[Start of Document segment]

But your friends love it when you sing at karaoke, no matter what you sound like. And your mom doesn’t doxx you when you disagree with her about politics. She might even change your mind, or you might change hers.
The impact you can have on the people close to you can be just as great, or greater, than the impact you can have on the “world” through your internet voice. Possibly not in quantity, but certainly in quality.
Does that kind of make sense?
Coming back
Hey, I’m not saying you’re going to crack. But you might return to Facebook after a week or month or year away. It might be in a moment of weakness, or it might be something you do deliberately after careful consideration of the pros and cons.
People ask me if I’d consider leaving the internet again. I always say “no way.” Not that I regret my year off the internet. I just feel like I learned the lessons I needed to learn, and the immense positives of the internet — even the weird and scary places like Facebook — outweigh the cons.
One thing I always tell people, and it’s something I wish I did a better job of putting into practice, is to “keep it small.”
It’s a reference to Fahrenheit 451, which is a book I read when I was off the internet, but it’s is also now a hip cultural reference because there’s a Michael B. Jordan movie coming out.
In the sci-fi world of Fahrenheit 451, everyone has these immersive TV rooms. Every wall of the room is a screen. And then they watch TV all the time. It sounds pretty fun, to be honest.

[End of Document segment]

### Tasks to carry out
#1 Retype everything in the passage on leaving the internet from "Coming back" down to "pros and cons.".
#2 Answer these questions from the passage on leaving the internet.
(a) Which book does the writer say was read while off the internet?
(b) How long was the writer's time off the internet?
(c) In the sci-fi world described, what is every wall of the TV room?
The records after this passage on leaving the internet are separate material.

[Start of Stored rows]

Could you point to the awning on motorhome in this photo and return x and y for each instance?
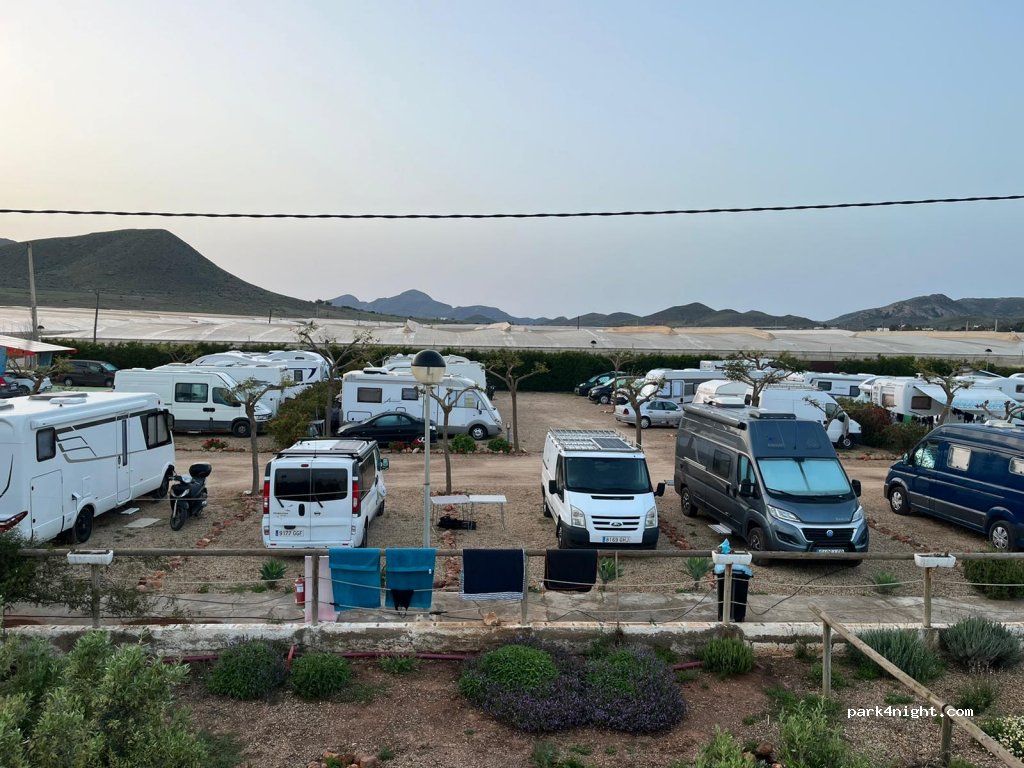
(974, 399)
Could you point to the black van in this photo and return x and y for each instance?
(770, 477)
(969, 474)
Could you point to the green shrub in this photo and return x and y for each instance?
(979, 643)
(462, 443)
(977, 695)
(499, 445)
(886, 583)
(317, 676)
(999, 580)
(250, 670)
(727, 655)
(904, 648)
(271, 571)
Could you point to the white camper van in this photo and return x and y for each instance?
(596, 486)
(265, 373)
(323, 493)
(198, 400)
(366, 393)
(68, 457)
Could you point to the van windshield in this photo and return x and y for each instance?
(306, 484)
(593, 475)
(804, 477)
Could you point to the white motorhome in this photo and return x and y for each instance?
(266, 373)
(198, 400)
(455, 365)
(678, 384)
(597, 487)
(323, 493)
(68, 457)
(365, 393)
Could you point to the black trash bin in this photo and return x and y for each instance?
(740, 585)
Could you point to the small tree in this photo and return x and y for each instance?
(338, 356)
(446, 403)
(505, 366)
(947, 378)
(753, 368)
(249, 392)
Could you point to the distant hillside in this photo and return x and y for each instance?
(936, 310)
(137, 269)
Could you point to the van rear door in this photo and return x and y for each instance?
(310, 505)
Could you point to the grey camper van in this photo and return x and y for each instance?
(770, 477)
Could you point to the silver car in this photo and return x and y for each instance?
(652, 413)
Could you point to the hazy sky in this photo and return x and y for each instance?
(482, 107)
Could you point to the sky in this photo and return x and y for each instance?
(480, 107)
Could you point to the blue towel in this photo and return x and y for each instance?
(410, 570)
(493, 573)
(355, 577)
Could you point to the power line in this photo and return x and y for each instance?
(578, 214)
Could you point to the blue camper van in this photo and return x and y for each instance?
(969, 474)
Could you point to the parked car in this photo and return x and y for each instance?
(88, 374)
(393, 426)
(652, 414)
(584, 387)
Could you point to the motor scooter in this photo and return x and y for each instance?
(187, 495)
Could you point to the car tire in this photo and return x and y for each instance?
(898, 502)
(689, 509)
(83, 525)
(1000, 536)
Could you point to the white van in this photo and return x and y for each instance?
(198, 400)
(68, 457)
(323, 493)
(369, 392)
(597, 488)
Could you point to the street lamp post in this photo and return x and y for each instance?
(428, 368)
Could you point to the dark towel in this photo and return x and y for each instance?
(570, 569)
(410, 578)
(493, 573)
(355, 578)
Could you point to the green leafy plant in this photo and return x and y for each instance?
(499, 445)
(318, 676)
(727, 655)
(272, 571)
(978, 644)
(904, 648)
(999, 580)
(399, 665)
(697, 568)
(886, 583)
(462, 443)
(249, 670)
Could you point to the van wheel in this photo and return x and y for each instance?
(83, 525)
(897, 501)
(1000, 536)
(686, 502)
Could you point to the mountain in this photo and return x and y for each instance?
(936, 310)
(138, 269)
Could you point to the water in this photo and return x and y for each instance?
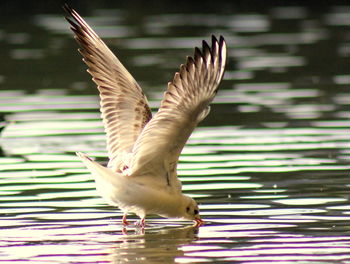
(269, 166)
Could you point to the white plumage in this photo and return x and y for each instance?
(143, 151)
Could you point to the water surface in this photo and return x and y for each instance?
(269, 166)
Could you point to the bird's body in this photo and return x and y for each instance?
(143, 150)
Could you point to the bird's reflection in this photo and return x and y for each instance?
(153, 244)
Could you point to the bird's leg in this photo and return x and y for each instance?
(141, 222)
(125, 222)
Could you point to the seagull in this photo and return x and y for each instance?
(141, 175)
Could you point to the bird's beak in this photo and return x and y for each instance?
(199, 222)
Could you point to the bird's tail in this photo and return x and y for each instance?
(107, 181)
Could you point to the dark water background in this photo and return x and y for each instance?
(269, 166)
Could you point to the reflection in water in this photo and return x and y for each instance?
(269, 166)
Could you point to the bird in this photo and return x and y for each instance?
(143, 150)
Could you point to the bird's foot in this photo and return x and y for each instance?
(199, 222)
(141, 223)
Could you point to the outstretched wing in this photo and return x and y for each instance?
(124, 107)
(185, 103)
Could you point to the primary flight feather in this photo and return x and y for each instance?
(143, 152)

[End of Stored rows]

### Full solutions
#1
Coming back
Hey, I’m not saying you’re going to crack. But you might return to Facebook after a week or month or year away. It might be in a moment of weakness, or it might be something you do deliberately after careful consideration of the pros and cons.

#2
(a) Fahrenheit 451
(b) A year
(c) A screen